> _TEXT PASSAGE_:
◇ ◇ ◇ ◇ ◇
I remember John Reaves, who played quarterback for the Philadelphia Eagles and other teams, said of the NFL's attitude toward retired players, "It's delay, deny, and hope you die."
This is in the news again because seven former Bucs -- including Hall of Famer Lee Roy Selmon, tight end Jimmie Giles and running back James Wilder -- joined in a lawsuit against the NFL and two equipment makers over alleged negligence in dealing with head injuries. The lawsuit claims "callous indifference" and "reckless abandon" against the defendants.
Not everyone is sympathetic.
Some of the comments on TBO.com are highly critical of Selmon and the others for joining in this lawsuit, filed late Friday in Los Angeles.
Many of you think they should have known the risks that now seem obvious. Some of you figure that these players made a deal with the devil for riches and glory early in their lives and have to pay the price today. Indeed, I've talked to many retired players in the last few years who say they'd do it all again if they could, even as badly as they hurt today.
Many of them masked the pain as players with powerful, numbing drugs. It got them through three hours on Sunday, but now they can barely walk. Stupid? Probably, but that was the culture of the NFL -- you can't make the club in the tub, that sort of thing.
We now know a concussion is a serious brain injury, but back then it was treated as a nuisance. So, as former Bucs safety Cedric Brown told me Monday, a player sniffed an ammonia capsule and got back in the game as quickly as possible.
No one thought anything about it until decades later when some of these players began to fall apart physically and mentally. The NFL has essentially been shamed into providing more assistance to these players, but this issue has barely started rolling.
You're annoyed at Lee Roy Selmon and the other ex-Bucs who joined in this lawsuit?
Well consider this: NFL owners just spent the summer locking out their players because they wanted a larger slice of the more than $9 billion the league brings in each year.
So far, the legal attacks have come from basically a handful of players who were in the league more than 30 years ago. All of them speak to a culture of playing through pain, injuries, concussions, and doing whatever it took to stay on the field. If they didn't, they were out of a job.
◇ ◇ ◇ ◇ ◇
> _PROBLEM SET_:
a) In the column about former Bucs suing the NFL over head injuries, where was the lawsuit filed?
b) Go on with the column about the former Bucs' head-injury lawsuit, starting after its last sentence.
◇ ◇ ◇ ◇ ◇
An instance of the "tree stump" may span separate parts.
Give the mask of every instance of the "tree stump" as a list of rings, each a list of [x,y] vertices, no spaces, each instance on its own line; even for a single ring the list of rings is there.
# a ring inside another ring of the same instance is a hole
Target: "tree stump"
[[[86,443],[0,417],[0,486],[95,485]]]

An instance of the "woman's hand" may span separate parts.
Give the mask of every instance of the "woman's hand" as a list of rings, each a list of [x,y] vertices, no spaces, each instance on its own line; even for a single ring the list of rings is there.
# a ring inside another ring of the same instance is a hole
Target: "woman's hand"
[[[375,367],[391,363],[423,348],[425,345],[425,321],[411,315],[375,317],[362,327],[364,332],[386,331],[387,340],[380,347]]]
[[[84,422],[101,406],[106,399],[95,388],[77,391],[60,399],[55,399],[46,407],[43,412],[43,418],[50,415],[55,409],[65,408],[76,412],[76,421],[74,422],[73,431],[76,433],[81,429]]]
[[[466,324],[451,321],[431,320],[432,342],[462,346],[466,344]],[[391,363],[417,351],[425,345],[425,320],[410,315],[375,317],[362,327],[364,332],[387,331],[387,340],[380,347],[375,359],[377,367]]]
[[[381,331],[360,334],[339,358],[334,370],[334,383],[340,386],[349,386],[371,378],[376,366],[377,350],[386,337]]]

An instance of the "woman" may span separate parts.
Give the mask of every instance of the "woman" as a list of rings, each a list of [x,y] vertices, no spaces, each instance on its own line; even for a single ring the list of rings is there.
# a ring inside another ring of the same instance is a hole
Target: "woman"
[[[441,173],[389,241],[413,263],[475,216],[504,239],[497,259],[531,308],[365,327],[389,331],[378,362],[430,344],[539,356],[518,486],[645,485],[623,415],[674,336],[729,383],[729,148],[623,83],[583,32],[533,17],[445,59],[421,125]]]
◇ ◇ ◇ ◇ ◇
> _THE RESULTS_:
a) Los Angeles.

b)
Think of the thousands of players who have passed through the NFL since then.
Many of them carry the same physical time bombs in their bodies that these players did – bombs that will start going off in a few years in the form of crippling arthritis, the need for joint replacement, memory loss and even dementia.
These lawsuits are going to keep coming. The claims will keep coming. The need for assistance will keep coming.
You think the players should have known what they were getting into?
Maybe.
But I'd also counter it's a moral issue with the NFL. These men built the league and were basically treated as pariah years later when they needed help. That's why there is this lawsuit and all the others.
If the NFL had been more proactive with its retired players, it might not have come to this. I'm not saying this lawsuit has merit; I'm also not saying it doesn't. But I do understand the frustration that led these players to file.
As we found out in our Broken Bucs series, the league-appointed doctors spent more time trying to avoid insurance claims from retired players than trying to help. "Just because you had nine knee surgeries as a player, what does that have to do with needing a knee replacement now? You might have tripped getting out of your car. Can you prove you didn't?"
Delay, deny, and hope you die.
Those simple words keep going around in my mind.
Now those players have some words of their own: See you in court.